▶ [EXERCISE]
Copy out only the material between the lines holding "Report the position of each instance of the front" and "[[34, 187], [270, 120]]", inclusive, requests included. Scale every point coordinate in the answers by 0.55 and round to whole numbers, with halves going up, but leave the requests and their sample coordinates unchanged.

▶ [DATA ROWS]

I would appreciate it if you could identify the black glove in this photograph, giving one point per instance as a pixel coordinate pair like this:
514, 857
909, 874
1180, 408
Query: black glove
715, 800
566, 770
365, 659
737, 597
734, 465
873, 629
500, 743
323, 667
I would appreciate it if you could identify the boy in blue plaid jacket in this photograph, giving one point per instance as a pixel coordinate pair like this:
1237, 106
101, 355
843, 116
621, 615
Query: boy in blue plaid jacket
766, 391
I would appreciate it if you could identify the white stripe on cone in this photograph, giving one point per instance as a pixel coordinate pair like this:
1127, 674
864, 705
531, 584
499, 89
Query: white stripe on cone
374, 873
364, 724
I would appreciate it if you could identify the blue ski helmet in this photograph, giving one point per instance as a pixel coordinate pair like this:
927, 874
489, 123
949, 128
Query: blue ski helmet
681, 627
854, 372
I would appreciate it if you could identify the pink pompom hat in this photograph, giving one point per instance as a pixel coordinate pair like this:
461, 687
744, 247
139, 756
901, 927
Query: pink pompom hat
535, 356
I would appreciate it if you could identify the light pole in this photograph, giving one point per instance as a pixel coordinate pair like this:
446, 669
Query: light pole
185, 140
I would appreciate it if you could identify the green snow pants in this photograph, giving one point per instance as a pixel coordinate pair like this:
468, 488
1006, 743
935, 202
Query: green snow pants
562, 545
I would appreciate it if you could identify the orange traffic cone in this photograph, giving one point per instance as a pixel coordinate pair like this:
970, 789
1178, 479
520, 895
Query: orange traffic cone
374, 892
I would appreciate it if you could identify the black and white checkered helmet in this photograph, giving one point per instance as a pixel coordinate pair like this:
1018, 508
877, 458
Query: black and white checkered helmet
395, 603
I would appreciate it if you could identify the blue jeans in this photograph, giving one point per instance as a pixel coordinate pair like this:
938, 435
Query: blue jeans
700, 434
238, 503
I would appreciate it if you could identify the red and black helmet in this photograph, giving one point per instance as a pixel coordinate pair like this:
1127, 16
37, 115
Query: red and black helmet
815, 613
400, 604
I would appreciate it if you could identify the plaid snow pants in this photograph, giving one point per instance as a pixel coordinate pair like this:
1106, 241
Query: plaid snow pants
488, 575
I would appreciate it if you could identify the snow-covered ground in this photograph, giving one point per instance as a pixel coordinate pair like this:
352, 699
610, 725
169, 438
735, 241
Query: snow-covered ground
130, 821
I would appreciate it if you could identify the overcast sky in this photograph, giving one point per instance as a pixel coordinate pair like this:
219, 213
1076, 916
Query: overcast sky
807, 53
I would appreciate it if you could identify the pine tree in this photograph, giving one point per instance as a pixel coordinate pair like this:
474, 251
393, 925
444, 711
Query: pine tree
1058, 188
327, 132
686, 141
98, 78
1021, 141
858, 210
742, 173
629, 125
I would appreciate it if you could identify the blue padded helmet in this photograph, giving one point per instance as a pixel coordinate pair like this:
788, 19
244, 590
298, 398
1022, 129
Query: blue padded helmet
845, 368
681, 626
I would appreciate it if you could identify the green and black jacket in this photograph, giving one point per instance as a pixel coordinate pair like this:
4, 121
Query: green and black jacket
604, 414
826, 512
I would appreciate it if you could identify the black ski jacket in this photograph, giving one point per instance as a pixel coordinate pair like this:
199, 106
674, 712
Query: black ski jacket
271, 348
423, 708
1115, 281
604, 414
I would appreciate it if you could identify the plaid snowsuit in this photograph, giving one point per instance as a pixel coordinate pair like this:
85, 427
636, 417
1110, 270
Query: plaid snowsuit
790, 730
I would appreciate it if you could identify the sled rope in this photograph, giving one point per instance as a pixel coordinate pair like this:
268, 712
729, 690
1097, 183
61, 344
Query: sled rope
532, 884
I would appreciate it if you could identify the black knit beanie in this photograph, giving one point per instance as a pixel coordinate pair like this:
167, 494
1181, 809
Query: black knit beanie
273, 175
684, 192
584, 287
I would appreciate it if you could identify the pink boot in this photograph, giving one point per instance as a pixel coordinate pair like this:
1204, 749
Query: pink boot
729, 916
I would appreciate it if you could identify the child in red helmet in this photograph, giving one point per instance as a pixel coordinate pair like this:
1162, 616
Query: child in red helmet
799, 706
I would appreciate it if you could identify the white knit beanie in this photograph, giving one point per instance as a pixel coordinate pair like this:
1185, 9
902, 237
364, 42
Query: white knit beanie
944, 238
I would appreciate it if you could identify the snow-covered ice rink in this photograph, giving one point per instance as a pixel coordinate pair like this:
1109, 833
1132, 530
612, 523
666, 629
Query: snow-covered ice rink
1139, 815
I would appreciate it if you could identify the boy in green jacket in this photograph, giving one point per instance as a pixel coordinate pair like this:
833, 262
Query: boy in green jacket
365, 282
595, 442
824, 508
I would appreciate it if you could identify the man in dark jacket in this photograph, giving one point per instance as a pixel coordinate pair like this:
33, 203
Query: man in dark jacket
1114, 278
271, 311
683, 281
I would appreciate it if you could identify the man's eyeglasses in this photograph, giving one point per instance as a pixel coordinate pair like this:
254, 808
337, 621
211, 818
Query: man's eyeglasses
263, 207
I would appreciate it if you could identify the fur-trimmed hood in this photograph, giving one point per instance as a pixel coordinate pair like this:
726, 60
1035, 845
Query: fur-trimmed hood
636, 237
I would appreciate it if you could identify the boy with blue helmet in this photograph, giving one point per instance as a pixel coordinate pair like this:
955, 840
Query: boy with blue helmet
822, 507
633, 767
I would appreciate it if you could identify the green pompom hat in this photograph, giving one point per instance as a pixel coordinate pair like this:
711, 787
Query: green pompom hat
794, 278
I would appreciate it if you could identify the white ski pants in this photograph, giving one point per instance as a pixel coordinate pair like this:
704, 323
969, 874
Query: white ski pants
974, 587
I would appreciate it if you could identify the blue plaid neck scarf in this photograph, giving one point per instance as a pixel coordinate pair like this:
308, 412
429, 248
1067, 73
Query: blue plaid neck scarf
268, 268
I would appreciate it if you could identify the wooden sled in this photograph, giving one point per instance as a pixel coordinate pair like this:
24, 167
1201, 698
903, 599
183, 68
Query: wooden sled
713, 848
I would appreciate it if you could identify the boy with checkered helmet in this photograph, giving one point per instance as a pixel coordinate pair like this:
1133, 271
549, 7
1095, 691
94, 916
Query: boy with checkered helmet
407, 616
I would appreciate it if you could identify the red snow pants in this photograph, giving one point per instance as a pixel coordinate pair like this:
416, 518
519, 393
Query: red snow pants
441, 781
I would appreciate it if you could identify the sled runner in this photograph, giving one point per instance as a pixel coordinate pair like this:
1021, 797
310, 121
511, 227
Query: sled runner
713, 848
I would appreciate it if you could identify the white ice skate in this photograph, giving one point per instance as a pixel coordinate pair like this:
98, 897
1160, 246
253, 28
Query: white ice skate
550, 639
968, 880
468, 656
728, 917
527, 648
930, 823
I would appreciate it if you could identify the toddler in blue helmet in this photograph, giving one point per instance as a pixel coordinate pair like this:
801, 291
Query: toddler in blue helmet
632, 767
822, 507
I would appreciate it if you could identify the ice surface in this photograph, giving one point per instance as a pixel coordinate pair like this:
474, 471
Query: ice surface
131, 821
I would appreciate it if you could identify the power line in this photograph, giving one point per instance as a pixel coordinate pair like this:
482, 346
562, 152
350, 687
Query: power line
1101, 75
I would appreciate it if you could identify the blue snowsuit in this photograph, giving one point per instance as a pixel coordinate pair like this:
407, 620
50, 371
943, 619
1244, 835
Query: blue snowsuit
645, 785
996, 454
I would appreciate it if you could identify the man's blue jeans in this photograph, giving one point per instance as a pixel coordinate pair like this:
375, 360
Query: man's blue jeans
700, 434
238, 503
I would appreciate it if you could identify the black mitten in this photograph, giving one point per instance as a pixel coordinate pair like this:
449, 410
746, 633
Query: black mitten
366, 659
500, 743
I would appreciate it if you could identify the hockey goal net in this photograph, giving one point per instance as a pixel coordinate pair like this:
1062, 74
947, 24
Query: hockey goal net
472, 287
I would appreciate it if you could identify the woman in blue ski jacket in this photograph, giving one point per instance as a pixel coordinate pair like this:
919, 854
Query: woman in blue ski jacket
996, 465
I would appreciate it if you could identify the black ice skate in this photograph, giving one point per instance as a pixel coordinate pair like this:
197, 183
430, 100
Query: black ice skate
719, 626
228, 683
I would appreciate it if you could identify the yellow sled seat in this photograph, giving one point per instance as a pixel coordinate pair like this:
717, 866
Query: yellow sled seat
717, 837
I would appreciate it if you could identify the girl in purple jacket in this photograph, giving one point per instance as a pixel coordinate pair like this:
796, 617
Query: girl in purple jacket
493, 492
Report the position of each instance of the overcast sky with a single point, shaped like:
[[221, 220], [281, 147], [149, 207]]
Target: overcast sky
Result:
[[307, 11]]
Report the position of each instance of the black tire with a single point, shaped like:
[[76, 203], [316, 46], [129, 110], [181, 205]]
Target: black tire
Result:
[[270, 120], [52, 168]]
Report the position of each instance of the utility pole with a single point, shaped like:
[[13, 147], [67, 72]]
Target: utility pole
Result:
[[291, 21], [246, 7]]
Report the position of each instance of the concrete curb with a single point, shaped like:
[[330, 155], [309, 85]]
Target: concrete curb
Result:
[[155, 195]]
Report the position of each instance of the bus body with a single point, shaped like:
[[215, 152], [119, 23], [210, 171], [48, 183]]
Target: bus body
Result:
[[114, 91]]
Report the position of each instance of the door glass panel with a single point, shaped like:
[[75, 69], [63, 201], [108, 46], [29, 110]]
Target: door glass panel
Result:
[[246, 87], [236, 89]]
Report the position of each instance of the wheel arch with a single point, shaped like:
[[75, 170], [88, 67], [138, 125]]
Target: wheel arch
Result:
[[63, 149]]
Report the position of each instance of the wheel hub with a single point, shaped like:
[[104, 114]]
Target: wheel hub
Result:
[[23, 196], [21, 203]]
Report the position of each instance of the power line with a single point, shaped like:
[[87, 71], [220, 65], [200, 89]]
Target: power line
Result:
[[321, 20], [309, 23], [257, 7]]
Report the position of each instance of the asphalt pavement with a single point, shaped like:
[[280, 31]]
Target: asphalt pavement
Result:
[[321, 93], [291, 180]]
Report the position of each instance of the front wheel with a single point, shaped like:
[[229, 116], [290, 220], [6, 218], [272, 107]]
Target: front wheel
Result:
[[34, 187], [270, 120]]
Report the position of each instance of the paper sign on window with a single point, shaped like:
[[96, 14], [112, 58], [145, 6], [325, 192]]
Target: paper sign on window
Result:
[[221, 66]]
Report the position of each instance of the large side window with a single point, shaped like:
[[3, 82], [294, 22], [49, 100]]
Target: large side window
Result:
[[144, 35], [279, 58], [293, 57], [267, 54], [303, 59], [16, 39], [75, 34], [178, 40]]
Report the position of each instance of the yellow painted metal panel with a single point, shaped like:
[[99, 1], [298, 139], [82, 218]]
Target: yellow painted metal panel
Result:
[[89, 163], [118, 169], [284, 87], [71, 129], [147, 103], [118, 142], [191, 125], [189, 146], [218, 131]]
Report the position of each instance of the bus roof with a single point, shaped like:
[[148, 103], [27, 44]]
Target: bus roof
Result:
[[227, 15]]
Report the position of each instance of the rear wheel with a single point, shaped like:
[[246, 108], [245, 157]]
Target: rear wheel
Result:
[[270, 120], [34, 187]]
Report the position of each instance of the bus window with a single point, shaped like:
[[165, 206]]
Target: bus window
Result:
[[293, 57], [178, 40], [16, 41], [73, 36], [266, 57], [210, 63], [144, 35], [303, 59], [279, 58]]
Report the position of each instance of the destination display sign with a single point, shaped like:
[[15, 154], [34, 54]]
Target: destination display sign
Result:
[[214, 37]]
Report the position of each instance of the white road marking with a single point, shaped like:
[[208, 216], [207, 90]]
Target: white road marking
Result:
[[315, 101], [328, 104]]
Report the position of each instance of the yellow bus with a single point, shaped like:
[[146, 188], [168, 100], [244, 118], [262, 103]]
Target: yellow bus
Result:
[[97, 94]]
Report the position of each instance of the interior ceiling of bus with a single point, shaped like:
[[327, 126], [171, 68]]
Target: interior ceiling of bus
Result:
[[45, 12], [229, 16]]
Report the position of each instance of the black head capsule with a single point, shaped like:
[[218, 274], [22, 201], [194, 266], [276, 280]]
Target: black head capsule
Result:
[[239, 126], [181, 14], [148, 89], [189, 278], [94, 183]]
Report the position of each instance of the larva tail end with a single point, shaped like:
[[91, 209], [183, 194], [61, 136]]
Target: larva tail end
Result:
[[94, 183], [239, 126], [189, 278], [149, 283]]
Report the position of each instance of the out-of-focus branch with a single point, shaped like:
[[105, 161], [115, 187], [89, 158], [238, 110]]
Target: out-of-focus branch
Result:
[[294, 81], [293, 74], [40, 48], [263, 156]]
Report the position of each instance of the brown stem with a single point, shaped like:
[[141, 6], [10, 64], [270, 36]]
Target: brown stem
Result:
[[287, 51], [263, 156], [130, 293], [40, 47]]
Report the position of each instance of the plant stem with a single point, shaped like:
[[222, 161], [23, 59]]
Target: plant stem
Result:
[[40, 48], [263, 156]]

▶ [RESULT]
Report the position of each instance of the front wheel with a single point, shaped like:
[[229, 116], [290, 220], [6, 218], [272, 107]]
Target: front wheel
Result:
[[19, 103], [149, 66]]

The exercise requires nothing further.